Excerpt provided =
☆ ☆ ☆ ☆ ☆

Question

For the limit

\(\mathop {{\rm{lim}}}\limits_{x \to \infty } \frac{{1 - 3x}}{{\sqrt {{x^2} + 1} }} = - 3\)

Illustrate Definition 7 by finding values of \(N\) that correspond to \( \in = 0.1\) and \( \in = 0.05\).

Short answer

(a) \( \in = 0.1\), the value of \(N\) is \(12\).

(b) \( \in = 0.05\), the value of \(N\) is \(22\).

Step-by-step solution

Precise Definition of a limit at infinity

Assume \(f\) be any function defined on the interval \(\left( {a,\infty } \right)\). Then \(\mathop {{\rm{lim}}}\limits_{x \to \infty } f\left( x \right) = L\) ,

which implies that for every \( \in > 0\) there exist a number \(N\) such that if \(x > N\) then \(\left| {f\left( x \right) - L} \right| < \in \).

We have to find the value of \(N\)that satisfy if \(x > N\) then \(\left| {\frac{{1 - 3x}}{{\sqrt {{x^2} + 1} }} - \left( { - 3} \right)} \right| < \in \).

Assume \( \in = 0.1\), then \(\left| {\frac{{1 - 3x}}{{\sqrt {{x^2} + 1} }} - \left( { - 3} \right)} \right| < 0.1\).

Assume \( \in = 0.05\), then \(\left| {\frac{{1 - 3x}}{{\sqrt {{x^2} + 1} }} - \left( { - 3} \right)} \right| < 0.05\).

Rewrite the inequality 

Apply the absolute property, that is, if \(\left| x \right| < a\) then \( - a < x < a\).

\(\begin{array}{c} - 0.1 < \frac{{1 - 3x}}{{\sqrt {{x^2} + 1} }} - \left( { - 3} \right) < 0.1\\ - 0.1 < \frac{{1 - 3x}}{{\sqrt {{x^2} + 1} }} + 3 < 0.1\\ - 0.1 - 3 < \frac{{1 - 3x}}{{\sqrt {{x^2} + 1} }} < 0.1 - 3\\ - 3.1 < \frac{{1 - 3x}}{{\sqrt {{x^2} + 1} }} < - 2.9\end{array}\)

☆ ☆ ☆ ☆ ☆

Task material =
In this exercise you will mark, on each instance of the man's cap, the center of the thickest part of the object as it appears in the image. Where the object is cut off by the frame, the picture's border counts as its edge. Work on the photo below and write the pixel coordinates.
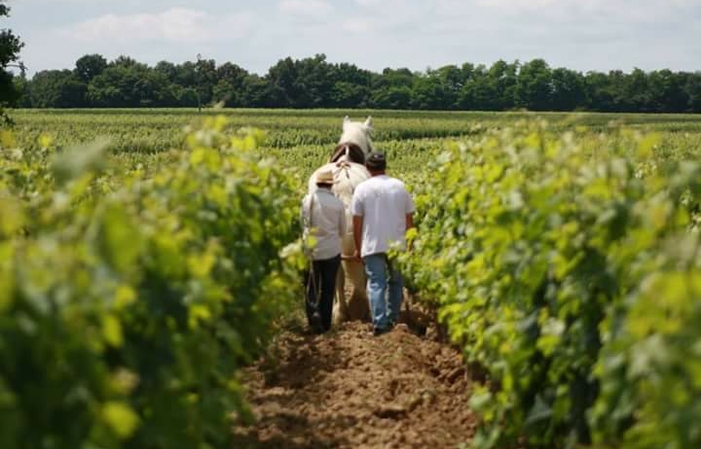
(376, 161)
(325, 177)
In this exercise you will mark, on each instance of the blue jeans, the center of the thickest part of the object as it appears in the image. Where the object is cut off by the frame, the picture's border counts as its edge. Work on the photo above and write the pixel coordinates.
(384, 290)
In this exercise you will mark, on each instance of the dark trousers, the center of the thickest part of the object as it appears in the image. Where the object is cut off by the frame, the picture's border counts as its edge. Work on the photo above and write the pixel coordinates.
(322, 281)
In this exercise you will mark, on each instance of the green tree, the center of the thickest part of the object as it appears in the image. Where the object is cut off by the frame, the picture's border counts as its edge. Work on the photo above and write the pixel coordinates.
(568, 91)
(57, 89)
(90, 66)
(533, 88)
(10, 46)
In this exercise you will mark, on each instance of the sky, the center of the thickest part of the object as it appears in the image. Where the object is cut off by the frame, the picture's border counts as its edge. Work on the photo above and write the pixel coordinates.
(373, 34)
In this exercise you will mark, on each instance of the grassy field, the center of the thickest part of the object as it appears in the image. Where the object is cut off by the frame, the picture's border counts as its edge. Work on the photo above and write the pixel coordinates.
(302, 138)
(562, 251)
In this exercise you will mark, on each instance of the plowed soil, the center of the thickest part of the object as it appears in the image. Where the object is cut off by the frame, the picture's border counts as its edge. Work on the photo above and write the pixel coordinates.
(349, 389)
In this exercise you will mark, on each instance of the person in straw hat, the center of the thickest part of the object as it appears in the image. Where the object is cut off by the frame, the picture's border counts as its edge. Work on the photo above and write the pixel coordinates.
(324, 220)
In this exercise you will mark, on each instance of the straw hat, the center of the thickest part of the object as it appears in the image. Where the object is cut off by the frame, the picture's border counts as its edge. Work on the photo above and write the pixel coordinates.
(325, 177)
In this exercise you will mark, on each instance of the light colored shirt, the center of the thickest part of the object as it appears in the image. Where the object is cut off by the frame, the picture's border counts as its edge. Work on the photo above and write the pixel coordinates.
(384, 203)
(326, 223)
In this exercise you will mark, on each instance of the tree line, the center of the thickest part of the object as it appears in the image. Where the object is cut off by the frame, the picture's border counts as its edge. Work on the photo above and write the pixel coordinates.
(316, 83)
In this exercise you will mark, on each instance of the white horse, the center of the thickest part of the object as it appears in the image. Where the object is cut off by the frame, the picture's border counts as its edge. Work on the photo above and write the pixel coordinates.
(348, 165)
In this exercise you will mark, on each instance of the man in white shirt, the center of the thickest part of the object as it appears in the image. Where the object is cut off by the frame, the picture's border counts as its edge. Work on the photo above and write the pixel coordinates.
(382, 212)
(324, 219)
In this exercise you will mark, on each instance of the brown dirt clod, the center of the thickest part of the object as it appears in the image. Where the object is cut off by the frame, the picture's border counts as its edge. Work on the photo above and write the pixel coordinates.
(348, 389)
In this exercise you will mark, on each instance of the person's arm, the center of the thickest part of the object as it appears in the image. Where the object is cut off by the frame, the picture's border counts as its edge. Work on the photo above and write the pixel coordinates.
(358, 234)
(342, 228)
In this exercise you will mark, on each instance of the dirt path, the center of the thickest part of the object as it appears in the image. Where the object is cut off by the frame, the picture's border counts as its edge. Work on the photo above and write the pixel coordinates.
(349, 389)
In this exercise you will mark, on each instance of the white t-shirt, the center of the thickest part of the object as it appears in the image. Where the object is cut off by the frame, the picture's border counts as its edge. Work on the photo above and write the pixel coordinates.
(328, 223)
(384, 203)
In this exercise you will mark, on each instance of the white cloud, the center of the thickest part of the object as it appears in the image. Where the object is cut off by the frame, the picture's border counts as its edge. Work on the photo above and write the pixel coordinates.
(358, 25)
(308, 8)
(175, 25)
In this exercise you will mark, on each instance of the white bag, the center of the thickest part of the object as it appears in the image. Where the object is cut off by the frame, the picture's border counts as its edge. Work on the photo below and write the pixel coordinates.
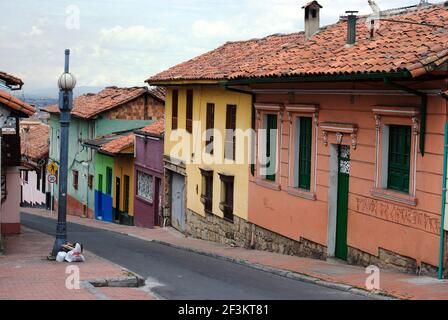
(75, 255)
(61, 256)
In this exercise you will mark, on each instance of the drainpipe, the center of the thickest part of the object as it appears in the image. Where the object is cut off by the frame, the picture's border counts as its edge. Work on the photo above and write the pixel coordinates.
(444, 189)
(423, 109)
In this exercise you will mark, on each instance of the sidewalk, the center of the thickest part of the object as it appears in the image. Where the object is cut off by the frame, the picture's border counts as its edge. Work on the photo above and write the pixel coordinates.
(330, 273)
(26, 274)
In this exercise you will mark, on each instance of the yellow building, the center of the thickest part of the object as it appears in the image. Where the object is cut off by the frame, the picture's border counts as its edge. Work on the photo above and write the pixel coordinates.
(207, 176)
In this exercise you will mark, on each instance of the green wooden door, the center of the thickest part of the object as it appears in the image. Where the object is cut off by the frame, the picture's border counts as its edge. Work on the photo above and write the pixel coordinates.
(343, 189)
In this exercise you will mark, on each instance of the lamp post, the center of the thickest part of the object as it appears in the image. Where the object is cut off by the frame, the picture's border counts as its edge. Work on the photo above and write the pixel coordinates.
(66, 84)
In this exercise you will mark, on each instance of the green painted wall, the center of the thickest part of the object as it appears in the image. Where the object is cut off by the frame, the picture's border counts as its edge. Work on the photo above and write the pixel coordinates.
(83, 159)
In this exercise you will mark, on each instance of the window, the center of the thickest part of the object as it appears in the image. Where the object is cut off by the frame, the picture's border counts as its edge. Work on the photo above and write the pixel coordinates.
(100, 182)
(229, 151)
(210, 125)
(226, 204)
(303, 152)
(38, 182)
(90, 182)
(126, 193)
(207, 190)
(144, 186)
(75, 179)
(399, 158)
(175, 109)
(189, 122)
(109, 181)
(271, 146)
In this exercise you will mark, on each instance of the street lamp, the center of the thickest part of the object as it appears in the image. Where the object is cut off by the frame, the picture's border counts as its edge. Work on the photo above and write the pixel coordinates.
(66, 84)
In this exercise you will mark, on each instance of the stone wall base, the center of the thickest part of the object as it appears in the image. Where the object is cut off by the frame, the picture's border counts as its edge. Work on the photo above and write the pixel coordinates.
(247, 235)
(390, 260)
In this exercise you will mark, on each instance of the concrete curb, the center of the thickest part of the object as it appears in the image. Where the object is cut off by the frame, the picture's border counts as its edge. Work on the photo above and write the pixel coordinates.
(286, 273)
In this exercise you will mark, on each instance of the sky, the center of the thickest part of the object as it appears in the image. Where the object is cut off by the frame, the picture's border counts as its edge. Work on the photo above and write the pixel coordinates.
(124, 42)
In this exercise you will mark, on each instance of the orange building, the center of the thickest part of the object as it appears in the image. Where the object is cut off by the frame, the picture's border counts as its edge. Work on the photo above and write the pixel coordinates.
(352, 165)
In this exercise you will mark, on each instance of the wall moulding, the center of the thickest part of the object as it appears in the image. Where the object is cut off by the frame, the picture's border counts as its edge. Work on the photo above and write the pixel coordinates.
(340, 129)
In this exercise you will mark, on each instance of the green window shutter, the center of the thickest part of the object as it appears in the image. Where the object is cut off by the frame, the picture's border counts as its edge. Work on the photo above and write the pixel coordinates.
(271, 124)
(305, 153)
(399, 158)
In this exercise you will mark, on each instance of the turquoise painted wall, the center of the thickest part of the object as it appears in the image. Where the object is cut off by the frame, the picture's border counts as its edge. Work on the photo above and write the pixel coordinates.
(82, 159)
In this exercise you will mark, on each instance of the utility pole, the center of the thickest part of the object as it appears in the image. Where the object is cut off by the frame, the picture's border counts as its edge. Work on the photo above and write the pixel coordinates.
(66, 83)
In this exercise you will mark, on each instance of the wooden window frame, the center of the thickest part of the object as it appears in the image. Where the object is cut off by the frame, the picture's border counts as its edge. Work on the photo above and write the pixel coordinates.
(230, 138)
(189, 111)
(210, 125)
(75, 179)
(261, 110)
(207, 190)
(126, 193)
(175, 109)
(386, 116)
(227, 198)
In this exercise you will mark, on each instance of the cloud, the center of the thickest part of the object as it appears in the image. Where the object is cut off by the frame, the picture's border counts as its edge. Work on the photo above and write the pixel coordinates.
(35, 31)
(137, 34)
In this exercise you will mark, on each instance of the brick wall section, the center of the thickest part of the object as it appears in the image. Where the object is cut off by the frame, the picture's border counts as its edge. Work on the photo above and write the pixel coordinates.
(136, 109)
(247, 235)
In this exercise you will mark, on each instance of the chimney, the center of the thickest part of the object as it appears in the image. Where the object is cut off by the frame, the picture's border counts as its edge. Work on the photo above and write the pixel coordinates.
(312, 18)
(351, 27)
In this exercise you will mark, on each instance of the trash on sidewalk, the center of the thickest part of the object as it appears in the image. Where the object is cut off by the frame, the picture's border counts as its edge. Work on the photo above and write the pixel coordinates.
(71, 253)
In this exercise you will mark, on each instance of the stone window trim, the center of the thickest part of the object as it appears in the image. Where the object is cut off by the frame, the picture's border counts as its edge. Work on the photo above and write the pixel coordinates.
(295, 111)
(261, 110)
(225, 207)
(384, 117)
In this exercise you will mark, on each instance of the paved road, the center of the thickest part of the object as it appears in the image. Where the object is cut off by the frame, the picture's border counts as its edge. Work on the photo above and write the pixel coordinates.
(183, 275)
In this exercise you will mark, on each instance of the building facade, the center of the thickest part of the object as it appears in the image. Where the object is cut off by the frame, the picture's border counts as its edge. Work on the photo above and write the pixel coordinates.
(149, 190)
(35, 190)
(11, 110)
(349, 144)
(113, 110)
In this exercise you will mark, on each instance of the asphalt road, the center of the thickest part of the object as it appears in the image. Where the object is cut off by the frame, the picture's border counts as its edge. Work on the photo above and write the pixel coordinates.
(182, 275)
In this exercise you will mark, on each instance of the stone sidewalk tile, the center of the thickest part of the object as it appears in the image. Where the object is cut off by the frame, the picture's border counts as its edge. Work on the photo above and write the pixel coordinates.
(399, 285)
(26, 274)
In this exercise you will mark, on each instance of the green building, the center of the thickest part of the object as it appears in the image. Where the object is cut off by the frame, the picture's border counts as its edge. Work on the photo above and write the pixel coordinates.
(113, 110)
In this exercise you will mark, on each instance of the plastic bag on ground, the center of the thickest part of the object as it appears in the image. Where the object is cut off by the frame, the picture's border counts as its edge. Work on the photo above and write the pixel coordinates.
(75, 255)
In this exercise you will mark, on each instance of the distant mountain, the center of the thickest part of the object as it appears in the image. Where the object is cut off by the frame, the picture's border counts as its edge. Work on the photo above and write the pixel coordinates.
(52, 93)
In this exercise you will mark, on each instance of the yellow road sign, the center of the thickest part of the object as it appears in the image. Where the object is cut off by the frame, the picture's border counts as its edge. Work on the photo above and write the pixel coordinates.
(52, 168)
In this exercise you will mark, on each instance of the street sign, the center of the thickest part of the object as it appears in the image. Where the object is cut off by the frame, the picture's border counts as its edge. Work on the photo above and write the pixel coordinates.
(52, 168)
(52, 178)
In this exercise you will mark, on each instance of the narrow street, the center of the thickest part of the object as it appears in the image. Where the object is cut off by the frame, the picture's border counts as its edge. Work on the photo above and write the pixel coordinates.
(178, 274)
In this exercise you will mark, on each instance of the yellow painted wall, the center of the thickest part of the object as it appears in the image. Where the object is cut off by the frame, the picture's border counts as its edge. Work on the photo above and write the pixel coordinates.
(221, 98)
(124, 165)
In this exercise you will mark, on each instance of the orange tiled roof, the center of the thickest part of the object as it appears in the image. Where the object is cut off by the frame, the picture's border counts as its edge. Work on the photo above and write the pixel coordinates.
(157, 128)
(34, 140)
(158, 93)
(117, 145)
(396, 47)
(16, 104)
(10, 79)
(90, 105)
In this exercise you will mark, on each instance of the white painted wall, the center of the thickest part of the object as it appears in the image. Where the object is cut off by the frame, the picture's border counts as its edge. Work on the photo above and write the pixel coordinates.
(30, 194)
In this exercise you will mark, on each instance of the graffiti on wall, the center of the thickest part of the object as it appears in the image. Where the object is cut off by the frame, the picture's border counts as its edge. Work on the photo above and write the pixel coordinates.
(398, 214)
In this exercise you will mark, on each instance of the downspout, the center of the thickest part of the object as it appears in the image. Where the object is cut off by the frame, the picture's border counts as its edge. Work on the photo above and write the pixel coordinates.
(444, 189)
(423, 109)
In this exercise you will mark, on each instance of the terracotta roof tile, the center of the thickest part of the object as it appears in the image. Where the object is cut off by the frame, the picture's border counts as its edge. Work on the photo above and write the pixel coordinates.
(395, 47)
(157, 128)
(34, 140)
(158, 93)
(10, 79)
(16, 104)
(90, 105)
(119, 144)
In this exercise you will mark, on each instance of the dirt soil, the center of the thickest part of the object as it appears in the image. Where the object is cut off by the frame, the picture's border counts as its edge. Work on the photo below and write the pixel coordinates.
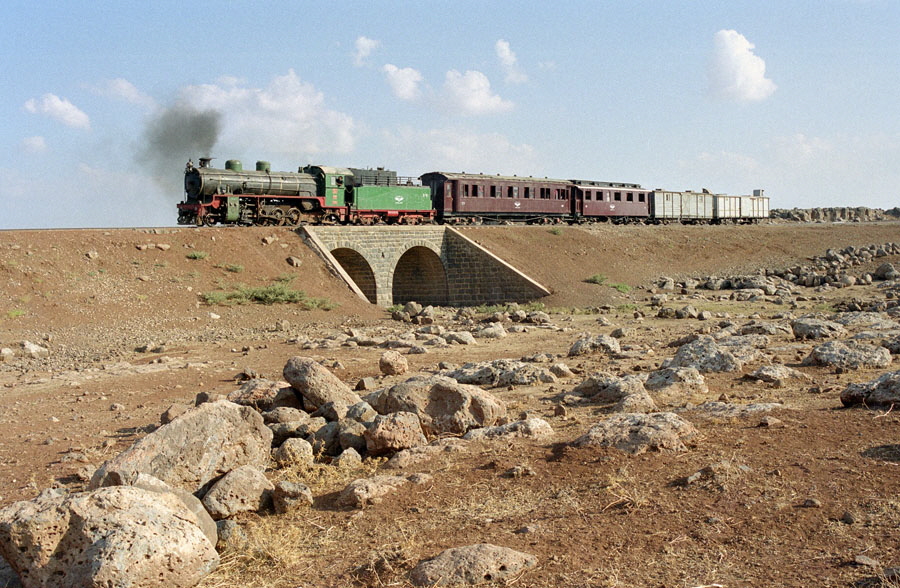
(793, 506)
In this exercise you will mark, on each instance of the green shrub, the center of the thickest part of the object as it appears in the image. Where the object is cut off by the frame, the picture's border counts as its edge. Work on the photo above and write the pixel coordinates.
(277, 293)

☆ ☆ ☆ ☆ ☆

Problems to work on =
**A)** Please gather every line in the records that contains the string "street", matching case exactly.
**B)** Pick up the worked solution to the limit problem and continue it from its last line.

Responses =
**A)**
In this exercise you will mark, on each instance of the street lamp, the center of the thickest part of the object as it appears in the image. Where the object is cut off by the frame, the picture's border counts as its edge. Work on the photo above and write the pixel coordinates.
In this exercise you will mark, on each instance of the street sign, the center of the thickest part of the object as it appears in the image. Where the object is cut off by the frame, the picture's border counts as its edge. Work on the photo above and write the pixel coordinates.
In this exercise you will mark, on each instance of the narrow street, the center of the thickest part of the object as it appears in the image. Where the object is cut off by the frame, the picture's border counts as its edge. Work on the photo above and write the pixel coordinates.

**B)**
Plot the graph of the function

Draw the graph of the function\(f\left( x \right) = \frac{{1 - 3x}}{{\sqrt {{x^2} + 1} }}\), \(g\left( x \right) = - 3.1\) and \(h\left( x \right) = - 2.9\) by using the graphing calculator as:

1. Open the graphing calculator. Select the “STAT PLOT” and enter the equation\(\frac{{1 - 3x}}{{\sqrt {{x^2} + 1} }}\)in the\({Y_1}\)tab,\( - 3.1\)in the \({Y_2}\)tab and\( - 2.9\) in the \({Y_3}\)tab.

2. Enter the “GRAPH” button in the graphing calculator.

3. Use “INTERSECT” feature of graphing to obtain the solution.

The graph of the functions is shown below:

Observe the graph

From the graph, it is observed that the curve of the function crosses the line \(y = - 2.9\) when \(x \approx 11.283\).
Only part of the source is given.